━━━ DATOS PROPORCIONADOS ━━━

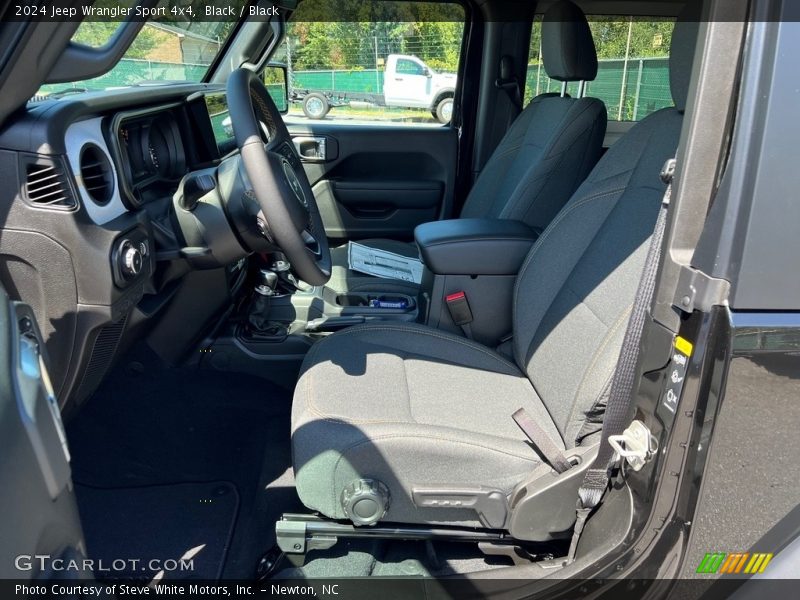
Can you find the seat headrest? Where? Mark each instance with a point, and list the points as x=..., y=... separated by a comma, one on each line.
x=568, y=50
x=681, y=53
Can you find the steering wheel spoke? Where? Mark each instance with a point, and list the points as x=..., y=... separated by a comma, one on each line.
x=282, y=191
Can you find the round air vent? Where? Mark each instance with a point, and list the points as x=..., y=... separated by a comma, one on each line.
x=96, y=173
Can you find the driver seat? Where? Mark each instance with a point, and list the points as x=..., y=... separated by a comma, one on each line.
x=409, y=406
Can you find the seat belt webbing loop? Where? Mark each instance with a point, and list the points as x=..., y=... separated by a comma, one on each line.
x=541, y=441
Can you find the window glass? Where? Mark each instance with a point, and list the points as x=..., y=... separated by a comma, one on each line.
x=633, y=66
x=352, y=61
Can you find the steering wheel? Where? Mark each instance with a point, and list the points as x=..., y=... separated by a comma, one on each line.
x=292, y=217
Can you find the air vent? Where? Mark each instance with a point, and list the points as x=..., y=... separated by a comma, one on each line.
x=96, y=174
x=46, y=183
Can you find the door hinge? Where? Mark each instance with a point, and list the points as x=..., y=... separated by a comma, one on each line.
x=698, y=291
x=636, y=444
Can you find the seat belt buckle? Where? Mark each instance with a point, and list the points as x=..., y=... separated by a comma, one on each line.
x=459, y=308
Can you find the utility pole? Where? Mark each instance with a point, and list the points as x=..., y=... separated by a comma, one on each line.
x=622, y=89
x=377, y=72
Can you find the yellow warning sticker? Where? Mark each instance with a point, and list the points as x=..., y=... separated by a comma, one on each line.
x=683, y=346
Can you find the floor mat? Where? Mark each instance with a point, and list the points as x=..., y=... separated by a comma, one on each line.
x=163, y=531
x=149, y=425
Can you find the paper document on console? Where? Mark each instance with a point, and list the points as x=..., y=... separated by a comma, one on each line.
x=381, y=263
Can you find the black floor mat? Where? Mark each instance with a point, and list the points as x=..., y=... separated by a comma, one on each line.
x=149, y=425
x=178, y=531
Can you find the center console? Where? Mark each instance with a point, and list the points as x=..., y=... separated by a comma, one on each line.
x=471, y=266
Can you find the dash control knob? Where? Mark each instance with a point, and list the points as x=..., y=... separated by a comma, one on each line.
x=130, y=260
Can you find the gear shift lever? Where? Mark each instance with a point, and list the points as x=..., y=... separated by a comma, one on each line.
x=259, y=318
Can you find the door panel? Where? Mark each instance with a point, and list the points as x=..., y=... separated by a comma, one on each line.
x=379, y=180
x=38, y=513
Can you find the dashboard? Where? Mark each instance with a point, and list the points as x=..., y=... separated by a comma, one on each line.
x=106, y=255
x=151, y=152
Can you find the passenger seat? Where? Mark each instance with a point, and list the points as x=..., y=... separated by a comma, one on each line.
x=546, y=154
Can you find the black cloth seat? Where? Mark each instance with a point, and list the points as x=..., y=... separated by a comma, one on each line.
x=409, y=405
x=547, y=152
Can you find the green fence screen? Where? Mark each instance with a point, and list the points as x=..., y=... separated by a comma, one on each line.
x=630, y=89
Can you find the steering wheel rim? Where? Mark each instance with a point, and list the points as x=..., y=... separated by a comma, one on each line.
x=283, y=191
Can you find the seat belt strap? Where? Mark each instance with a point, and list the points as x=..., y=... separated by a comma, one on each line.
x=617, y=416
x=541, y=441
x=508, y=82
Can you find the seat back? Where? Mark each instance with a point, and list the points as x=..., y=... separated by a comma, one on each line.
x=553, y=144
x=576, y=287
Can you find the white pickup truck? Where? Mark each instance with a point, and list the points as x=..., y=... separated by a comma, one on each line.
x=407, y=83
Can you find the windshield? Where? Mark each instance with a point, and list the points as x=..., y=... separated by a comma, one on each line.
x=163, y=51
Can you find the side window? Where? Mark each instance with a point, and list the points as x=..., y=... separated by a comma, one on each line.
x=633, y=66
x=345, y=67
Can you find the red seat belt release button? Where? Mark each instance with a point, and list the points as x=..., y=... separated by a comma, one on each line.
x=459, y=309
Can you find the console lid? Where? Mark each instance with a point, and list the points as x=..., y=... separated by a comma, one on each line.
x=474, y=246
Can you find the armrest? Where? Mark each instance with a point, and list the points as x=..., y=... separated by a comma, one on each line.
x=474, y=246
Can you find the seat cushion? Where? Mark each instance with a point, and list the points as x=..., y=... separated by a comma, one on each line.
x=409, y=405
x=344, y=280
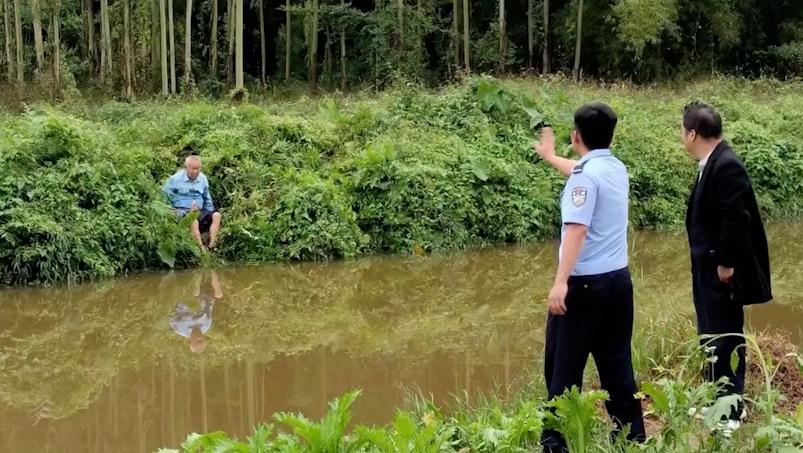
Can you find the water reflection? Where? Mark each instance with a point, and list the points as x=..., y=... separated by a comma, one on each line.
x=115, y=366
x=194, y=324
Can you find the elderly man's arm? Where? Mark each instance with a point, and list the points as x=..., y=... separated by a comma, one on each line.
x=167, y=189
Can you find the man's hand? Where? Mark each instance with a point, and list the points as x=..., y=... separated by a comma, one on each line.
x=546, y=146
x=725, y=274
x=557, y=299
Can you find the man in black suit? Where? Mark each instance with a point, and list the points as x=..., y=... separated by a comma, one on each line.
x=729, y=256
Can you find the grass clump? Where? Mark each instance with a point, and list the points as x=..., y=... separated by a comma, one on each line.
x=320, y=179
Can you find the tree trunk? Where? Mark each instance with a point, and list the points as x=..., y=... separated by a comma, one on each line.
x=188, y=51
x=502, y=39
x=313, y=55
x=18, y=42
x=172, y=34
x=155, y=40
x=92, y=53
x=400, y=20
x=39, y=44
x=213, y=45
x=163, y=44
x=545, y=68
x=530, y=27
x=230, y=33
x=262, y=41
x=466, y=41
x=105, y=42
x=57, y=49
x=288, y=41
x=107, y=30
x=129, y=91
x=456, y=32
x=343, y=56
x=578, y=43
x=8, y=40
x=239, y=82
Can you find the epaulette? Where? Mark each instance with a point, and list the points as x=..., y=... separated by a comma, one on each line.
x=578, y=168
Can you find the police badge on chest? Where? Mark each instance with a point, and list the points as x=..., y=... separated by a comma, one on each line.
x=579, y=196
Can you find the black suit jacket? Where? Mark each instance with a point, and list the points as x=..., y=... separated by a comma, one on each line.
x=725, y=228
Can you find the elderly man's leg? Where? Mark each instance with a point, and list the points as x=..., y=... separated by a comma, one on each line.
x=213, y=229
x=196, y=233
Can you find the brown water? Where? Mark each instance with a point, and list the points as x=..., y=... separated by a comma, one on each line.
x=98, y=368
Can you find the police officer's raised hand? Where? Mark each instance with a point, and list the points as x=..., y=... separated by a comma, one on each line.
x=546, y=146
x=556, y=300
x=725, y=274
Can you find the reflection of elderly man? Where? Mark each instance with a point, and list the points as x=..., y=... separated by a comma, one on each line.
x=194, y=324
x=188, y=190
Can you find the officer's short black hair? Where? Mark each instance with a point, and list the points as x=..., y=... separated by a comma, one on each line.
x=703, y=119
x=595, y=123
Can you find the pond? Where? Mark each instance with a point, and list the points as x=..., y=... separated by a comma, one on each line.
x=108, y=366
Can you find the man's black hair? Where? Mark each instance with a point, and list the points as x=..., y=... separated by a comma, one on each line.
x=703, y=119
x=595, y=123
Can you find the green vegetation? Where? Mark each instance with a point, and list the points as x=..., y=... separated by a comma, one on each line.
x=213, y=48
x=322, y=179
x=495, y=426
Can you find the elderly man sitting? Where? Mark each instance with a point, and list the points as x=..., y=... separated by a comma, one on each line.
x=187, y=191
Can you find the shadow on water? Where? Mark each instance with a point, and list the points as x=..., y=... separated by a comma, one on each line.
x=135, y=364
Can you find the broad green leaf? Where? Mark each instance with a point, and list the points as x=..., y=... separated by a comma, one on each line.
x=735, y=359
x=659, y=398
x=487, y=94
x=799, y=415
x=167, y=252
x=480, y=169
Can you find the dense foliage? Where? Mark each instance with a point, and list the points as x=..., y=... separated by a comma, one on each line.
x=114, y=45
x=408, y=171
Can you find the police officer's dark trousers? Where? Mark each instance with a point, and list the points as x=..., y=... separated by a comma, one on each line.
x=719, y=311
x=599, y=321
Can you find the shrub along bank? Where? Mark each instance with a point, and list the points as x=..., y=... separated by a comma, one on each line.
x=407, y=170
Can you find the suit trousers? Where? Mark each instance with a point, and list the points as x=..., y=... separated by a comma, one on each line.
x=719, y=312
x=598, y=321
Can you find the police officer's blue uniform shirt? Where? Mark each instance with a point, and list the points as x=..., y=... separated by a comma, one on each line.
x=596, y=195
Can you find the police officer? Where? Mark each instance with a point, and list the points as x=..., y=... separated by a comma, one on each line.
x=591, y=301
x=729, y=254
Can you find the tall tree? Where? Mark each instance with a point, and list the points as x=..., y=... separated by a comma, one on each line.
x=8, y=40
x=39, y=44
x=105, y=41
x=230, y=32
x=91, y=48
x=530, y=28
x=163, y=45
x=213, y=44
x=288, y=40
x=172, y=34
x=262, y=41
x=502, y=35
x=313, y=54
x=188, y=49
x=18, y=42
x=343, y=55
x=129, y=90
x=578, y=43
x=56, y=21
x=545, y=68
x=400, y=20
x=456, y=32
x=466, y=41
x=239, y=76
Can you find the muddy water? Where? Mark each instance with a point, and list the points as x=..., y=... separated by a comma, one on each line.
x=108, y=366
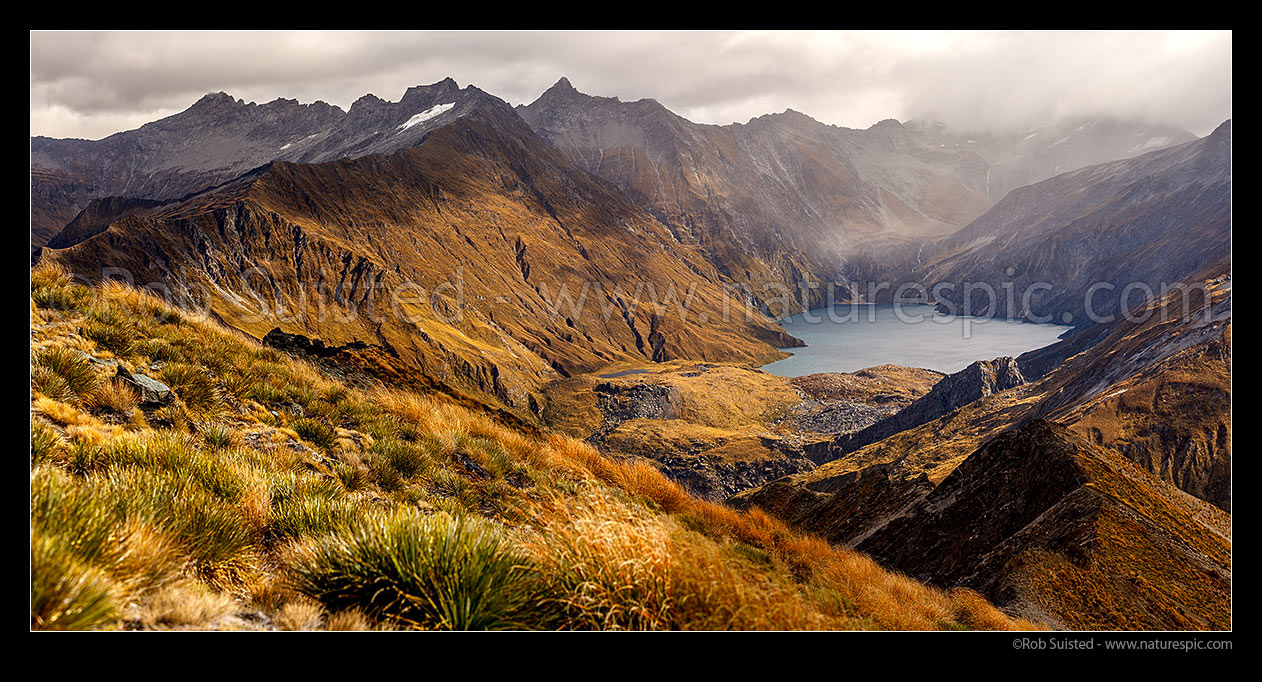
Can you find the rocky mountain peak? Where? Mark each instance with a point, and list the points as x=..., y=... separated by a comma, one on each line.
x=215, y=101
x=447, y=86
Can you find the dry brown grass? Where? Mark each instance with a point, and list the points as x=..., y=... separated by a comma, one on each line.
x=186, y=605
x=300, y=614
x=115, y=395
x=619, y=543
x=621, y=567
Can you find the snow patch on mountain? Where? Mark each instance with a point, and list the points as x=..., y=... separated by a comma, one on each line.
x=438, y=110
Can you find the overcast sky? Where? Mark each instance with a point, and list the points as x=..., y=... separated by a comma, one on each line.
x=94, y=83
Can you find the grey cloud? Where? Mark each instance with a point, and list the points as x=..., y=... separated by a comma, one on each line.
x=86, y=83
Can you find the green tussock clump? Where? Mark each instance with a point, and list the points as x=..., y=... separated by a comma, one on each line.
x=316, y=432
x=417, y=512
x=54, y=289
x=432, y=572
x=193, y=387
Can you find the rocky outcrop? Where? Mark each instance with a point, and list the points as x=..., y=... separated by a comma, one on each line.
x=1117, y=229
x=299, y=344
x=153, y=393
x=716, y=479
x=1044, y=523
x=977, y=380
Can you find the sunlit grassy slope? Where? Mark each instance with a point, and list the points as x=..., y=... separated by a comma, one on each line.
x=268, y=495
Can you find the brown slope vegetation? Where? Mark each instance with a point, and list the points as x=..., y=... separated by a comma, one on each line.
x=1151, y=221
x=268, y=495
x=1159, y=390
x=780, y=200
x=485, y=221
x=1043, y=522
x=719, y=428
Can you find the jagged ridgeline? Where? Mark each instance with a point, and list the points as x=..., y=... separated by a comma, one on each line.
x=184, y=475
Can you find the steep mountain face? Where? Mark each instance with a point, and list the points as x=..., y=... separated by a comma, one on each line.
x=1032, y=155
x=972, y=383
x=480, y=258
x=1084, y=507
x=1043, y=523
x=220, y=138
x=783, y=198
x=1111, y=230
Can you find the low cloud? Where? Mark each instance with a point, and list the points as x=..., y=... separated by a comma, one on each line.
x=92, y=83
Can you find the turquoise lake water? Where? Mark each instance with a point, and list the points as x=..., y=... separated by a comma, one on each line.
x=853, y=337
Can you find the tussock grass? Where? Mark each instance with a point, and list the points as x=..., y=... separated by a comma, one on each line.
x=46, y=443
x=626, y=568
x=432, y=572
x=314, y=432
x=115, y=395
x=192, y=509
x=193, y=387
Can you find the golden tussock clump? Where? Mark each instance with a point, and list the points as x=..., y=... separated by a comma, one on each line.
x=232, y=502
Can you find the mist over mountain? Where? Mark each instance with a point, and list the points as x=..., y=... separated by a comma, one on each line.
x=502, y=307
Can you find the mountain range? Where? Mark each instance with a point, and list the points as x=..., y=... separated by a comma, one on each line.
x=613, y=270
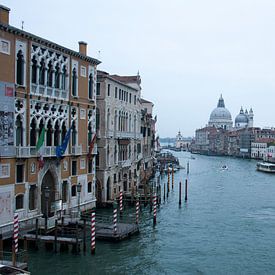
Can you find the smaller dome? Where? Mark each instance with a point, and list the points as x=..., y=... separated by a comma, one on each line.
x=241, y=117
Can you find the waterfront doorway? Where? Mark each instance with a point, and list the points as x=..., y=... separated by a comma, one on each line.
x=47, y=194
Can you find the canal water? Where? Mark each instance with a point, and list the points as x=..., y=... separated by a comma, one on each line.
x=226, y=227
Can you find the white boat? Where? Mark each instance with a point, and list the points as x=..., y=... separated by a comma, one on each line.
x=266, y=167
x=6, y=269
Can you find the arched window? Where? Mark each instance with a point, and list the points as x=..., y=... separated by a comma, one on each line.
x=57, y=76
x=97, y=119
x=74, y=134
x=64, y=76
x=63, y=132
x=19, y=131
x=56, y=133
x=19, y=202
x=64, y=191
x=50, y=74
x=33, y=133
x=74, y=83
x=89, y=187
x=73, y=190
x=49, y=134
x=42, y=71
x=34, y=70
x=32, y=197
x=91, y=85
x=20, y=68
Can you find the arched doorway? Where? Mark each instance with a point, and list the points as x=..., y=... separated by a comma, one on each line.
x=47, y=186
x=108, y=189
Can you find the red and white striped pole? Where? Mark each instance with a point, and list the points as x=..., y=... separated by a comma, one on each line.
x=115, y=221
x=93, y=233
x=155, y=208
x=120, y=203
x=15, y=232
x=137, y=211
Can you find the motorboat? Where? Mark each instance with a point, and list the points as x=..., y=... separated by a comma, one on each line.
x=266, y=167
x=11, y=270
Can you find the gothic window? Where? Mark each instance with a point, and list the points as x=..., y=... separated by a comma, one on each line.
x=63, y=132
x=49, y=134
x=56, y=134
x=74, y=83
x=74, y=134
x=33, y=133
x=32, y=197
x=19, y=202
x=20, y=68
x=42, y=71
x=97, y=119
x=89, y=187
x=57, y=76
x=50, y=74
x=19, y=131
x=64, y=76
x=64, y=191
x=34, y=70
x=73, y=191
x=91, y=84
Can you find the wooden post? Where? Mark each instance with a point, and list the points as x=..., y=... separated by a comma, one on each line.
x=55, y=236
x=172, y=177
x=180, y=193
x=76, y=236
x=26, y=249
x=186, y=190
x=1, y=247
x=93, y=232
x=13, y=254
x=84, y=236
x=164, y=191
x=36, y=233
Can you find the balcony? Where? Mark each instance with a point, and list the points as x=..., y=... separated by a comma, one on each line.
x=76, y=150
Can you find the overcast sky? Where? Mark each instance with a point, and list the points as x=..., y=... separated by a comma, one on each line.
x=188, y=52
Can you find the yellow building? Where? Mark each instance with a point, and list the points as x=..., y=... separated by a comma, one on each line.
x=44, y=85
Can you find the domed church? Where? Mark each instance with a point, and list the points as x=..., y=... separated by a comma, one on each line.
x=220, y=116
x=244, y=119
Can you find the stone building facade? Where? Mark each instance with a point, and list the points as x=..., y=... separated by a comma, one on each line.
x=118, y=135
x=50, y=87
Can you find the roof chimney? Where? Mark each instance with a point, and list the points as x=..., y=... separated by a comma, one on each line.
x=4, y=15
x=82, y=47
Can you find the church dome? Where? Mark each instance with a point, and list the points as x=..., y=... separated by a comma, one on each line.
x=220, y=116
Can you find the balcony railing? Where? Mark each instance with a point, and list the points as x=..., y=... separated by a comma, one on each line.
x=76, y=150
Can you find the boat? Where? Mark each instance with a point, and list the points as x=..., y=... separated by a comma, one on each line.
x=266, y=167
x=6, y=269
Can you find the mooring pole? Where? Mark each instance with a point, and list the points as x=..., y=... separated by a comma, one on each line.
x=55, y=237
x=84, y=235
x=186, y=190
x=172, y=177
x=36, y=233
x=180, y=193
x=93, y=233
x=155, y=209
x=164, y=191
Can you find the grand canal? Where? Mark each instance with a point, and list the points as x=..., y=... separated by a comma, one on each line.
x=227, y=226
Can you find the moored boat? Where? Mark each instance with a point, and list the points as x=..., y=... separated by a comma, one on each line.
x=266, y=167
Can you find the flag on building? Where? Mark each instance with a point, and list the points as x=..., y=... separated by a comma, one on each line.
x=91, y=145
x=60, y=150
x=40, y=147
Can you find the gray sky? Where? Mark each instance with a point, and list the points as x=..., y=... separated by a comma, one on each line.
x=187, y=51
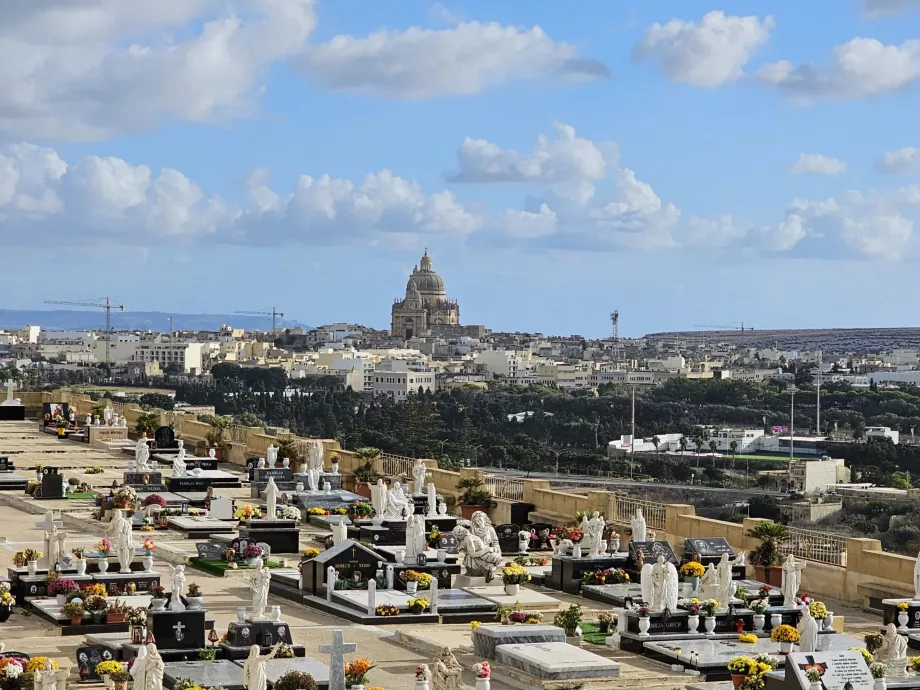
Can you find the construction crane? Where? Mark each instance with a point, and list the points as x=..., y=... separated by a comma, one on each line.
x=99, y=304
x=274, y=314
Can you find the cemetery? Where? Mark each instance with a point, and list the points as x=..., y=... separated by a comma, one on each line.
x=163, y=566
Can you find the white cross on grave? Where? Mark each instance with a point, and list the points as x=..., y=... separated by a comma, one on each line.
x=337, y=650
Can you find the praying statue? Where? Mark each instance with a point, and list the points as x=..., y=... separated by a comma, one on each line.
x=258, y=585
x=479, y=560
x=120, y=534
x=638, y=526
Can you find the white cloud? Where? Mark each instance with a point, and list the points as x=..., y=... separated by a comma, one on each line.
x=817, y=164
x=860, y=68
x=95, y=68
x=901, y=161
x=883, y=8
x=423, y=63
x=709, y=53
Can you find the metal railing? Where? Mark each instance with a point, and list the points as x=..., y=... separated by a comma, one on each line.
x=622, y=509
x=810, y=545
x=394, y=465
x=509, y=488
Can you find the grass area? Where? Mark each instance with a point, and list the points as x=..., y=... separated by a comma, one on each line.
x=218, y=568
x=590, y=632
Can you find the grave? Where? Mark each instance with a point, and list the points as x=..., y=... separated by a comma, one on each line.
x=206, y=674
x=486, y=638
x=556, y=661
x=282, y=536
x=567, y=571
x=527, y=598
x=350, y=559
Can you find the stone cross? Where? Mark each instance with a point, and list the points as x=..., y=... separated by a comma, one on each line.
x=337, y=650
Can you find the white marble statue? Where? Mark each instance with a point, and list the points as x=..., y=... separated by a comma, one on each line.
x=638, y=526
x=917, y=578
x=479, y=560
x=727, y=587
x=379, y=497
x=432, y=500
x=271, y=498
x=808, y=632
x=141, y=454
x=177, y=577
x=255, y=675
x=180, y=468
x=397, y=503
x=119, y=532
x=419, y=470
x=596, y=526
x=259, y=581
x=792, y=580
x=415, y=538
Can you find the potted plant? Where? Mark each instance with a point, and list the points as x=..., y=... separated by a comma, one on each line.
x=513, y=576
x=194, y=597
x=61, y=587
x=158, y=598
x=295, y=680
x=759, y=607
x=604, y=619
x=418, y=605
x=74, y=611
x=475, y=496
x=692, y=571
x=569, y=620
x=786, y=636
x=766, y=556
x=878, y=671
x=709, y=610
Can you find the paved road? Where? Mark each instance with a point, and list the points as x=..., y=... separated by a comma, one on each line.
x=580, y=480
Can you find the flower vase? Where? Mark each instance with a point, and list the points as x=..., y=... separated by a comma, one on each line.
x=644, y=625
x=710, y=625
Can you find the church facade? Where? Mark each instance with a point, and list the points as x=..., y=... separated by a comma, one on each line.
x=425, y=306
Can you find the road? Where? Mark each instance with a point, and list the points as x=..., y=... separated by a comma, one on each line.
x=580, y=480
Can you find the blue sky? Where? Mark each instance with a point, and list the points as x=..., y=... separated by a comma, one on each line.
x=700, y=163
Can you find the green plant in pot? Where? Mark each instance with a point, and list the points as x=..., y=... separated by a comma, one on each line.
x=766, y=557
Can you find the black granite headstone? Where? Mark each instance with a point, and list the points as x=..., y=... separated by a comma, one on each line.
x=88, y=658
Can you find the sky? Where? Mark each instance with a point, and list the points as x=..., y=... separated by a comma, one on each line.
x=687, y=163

━━━

### INSTRUCCIÓN DADA
Reproduzca sin alteración alguna el tramo de los datos anteriores que empieza en la línea que contiene "Can you find the turquoise" y concluye en la línea que contiene "x=232, y=502", ambas incluidas.

### RESPUESTA ESCRITA
Can you find the turquoise lake water? Where? Mark each instance with a point, and list the points as x=..., y=... separated by a comma, one on each line.
x=853, y=337
Can you find the tussock grass? Where? Mark each instance with a point, and list the points as x=..., y=... separated by a comma, one on each line.
x=46, y=443
x=626, y=568
x=432, y=572
x=314, y=432
x=115, y=395
x=192, y=509
x=193, y=387
Can you find the golden tussock clump? Where? Mark each instance with a point, and list the points as x=..., y=... separated by a comma, one on each line.
x=232, y=502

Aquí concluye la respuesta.